DIRECTION: Can you duplicate the entries below word for word, starting at the line that contains "Where can the iguana eye" and ending with the final line of the entries, both included?
————
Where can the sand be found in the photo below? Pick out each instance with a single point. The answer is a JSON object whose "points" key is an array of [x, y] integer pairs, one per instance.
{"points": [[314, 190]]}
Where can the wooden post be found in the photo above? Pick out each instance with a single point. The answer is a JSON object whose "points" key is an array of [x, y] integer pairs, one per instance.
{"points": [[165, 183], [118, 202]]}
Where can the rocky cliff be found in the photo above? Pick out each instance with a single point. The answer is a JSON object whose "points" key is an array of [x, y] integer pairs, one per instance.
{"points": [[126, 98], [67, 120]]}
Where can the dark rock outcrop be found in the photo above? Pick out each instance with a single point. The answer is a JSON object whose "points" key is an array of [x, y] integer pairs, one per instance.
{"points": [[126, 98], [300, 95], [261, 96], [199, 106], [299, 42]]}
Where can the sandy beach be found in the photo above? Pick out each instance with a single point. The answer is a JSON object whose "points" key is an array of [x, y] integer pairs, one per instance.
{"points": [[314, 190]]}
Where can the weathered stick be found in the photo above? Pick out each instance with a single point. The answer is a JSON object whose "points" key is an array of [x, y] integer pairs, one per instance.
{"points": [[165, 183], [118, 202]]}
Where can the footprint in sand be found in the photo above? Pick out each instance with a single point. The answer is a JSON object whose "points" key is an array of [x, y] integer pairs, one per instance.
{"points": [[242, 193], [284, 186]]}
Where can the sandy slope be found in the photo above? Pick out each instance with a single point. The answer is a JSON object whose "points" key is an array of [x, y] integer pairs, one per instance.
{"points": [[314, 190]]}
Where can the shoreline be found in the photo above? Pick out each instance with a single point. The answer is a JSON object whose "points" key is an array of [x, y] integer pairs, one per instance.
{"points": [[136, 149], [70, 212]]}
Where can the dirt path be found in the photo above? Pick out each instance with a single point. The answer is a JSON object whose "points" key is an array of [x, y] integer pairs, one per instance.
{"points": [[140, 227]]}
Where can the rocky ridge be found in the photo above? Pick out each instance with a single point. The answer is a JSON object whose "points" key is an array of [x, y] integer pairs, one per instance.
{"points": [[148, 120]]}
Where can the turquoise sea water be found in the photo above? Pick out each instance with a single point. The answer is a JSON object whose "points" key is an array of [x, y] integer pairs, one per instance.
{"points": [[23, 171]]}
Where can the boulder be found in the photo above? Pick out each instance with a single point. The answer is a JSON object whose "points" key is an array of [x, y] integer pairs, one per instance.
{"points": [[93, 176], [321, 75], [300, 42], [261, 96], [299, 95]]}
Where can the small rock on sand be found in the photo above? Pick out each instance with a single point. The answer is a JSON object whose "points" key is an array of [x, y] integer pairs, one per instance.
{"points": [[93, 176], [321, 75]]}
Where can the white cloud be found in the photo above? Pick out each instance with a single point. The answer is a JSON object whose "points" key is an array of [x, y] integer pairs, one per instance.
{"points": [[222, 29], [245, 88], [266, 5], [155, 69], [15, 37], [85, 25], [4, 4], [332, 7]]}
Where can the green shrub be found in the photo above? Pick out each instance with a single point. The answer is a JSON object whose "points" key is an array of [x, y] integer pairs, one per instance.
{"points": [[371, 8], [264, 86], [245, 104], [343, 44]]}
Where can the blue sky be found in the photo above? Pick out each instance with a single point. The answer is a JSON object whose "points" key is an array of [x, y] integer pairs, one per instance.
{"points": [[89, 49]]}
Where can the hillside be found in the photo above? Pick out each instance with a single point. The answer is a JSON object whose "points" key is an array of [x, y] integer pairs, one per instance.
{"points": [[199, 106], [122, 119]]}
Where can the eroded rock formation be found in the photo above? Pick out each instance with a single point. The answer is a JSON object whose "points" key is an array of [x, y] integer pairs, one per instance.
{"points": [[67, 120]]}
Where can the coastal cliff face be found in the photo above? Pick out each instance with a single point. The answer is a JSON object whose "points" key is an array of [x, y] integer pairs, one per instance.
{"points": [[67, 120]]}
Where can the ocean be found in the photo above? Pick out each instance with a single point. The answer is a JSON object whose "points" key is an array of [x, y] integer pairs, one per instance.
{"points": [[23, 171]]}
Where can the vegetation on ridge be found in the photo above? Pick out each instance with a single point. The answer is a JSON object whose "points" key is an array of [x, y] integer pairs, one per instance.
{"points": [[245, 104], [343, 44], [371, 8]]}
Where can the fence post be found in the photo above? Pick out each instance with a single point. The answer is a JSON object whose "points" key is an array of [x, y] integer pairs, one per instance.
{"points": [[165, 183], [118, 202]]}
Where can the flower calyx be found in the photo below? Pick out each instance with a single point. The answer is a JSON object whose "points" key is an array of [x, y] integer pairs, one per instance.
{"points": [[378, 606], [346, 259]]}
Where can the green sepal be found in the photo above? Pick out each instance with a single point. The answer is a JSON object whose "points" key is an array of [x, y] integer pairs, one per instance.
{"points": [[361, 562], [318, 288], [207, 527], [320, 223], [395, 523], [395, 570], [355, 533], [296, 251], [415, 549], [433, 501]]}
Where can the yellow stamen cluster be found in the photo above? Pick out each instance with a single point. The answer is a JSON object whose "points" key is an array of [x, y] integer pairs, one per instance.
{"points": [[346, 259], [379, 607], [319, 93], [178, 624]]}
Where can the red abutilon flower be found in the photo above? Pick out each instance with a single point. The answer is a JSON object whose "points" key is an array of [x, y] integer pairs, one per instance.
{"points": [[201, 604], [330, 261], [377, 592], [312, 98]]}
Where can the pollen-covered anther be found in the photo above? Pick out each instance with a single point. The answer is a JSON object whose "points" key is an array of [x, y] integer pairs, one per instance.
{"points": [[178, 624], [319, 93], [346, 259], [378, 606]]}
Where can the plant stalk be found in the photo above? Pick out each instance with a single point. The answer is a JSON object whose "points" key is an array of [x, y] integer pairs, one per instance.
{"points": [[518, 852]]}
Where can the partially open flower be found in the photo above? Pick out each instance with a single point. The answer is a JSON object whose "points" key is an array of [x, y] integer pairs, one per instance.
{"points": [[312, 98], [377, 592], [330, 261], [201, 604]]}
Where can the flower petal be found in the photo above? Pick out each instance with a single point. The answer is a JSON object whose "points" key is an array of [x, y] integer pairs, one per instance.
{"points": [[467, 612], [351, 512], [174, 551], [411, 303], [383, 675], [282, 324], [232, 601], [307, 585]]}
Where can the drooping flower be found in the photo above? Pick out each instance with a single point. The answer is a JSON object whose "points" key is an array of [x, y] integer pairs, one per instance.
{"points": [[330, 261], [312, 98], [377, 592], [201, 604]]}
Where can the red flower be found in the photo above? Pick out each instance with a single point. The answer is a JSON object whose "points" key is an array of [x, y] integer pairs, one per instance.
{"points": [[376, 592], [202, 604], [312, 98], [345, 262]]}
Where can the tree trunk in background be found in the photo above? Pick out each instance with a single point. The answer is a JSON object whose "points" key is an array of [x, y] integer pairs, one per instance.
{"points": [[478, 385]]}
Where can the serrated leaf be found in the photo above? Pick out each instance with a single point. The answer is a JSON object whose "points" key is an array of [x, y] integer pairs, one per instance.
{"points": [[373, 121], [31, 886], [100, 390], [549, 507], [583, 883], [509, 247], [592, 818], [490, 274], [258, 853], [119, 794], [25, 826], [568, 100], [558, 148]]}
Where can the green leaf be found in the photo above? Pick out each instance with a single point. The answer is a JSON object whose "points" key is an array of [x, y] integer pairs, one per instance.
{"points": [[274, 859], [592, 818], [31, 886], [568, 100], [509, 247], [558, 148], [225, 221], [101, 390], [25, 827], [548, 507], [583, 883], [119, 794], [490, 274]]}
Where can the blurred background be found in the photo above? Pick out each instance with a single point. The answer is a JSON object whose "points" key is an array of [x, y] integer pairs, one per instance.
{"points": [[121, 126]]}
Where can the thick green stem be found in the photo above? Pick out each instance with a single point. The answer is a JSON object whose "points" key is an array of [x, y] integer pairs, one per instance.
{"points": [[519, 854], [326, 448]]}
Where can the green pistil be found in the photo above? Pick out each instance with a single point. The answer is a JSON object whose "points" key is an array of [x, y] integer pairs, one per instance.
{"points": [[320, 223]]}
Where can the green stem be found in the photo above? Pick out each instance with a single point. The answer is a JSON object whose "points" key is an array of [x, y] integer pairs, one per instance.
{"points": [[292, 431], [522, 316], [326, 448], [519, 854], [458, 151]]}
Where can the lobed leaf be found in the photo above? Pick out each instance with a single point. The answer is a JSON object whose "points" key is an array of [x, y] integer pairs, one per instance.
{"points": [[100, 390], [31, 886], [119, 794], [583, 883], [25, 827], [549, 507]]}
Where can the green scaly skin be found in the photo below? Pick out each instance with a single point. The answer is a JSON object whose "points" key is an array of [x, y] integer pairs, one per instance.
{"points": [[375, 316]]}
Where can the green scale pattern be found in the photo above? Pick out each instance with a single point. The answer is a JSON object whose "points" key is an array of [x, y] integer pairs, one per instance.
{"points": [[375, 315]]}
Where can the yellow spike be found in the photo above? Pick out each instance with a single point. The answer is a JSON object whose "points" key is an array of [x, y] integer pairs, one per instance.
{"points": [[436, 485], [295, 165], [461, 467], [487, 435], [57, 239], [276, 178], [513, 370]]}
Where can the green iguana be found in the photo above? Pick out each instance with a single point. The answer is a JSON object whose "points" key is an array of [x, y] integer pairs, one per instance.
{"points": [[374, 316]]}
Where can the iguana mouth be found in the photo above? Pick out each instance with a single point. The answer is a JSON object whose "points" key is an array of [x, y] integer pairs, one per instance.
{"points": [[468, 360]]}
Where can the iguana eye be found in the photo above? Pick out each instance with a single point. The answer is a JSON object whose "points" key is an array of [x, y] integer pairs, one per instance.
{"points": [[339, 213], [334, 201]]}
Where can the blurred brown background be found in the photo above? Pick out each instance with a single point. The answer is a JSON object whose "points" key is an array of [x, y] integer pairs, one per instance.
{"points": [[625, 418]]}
————
TASK RESULT:
Where can the iguana eye be found in the photo above? Pick out each instance with a single point. The answer is a JSON object whose "points" key is an array of [x, y] integer pairs, one per instance.
{"points": [[339, 213], [334, 201]]}
Where can the blurred brown background be found in the photo above? Pick out each instance with a single point. The answer is a JSON object whose "points" key is an array of [x, y] integer pairs, one per instance.
{"points": [[625, 418]]}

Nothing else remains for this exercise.